**Goal of the exercise**
What is needed is an exact copy of all the entries.

**Data shown**

* * *

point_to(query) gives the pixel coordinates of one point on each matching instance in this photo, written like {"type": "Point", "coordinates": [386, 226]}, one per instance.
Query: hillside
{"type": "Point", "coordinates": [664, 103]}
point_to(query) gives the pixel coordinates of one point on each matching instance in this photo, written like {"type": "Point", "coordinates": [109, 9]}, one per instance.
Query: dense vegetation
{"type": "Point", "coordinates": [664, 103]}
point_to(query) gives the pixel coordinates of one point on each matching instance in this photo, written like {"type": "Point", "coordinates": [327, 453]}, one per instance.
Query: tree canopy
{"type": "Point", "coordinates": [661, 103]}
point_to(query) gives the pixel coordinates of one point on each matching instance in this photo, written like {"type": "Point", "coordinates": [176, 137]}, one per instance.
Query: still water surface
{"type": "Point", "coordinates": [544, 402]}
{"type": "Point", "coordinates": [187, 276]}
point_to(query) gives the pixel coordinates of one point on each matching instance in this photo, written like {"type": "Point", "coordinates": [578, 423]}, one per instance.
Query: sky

* * *

**Exercise result**
point_to(query) gives the pixel coordinates of one point on each matching instance in this photo, written like {"type": "Point", "coordinates": [386, 226]}, one per instance.
Query: hillside
{"type": "Point", "coordinates": [664, 103]}
point_to(query) gives the pixel coordinates of one point on each matching instance in this photo, written like {"type": "Point", "coordinates": [109, 9]}, one per instance.
Query: dense vegetation
{"type": "Point", "coordinates": [664, 103]}
point_to(query) gives the pixel coordinates of one point on each matching instance in this photo, written like {"type": "Point", "coordinates": [327, 453]}, one per instance.
Query: tree canopy
{"type": "Point", "coordinates": [661, 103]}
point_to(query) gives the pixel coordinates of one point on each matching instance in this photo, written like {"type": "Point", "coordinates": [176, 137]}, one per instance.
Query: still water surface
{"type": "Point", "coordinates": [544, 402]}
{"type": "Point", "coordinates": [187, 276]}
point_to(query) gives the pixel coordinates of one point on each matching instance in this photo, written like {"type": "Point", "coordinates": [578, 423]}, one per instance.
Query: sky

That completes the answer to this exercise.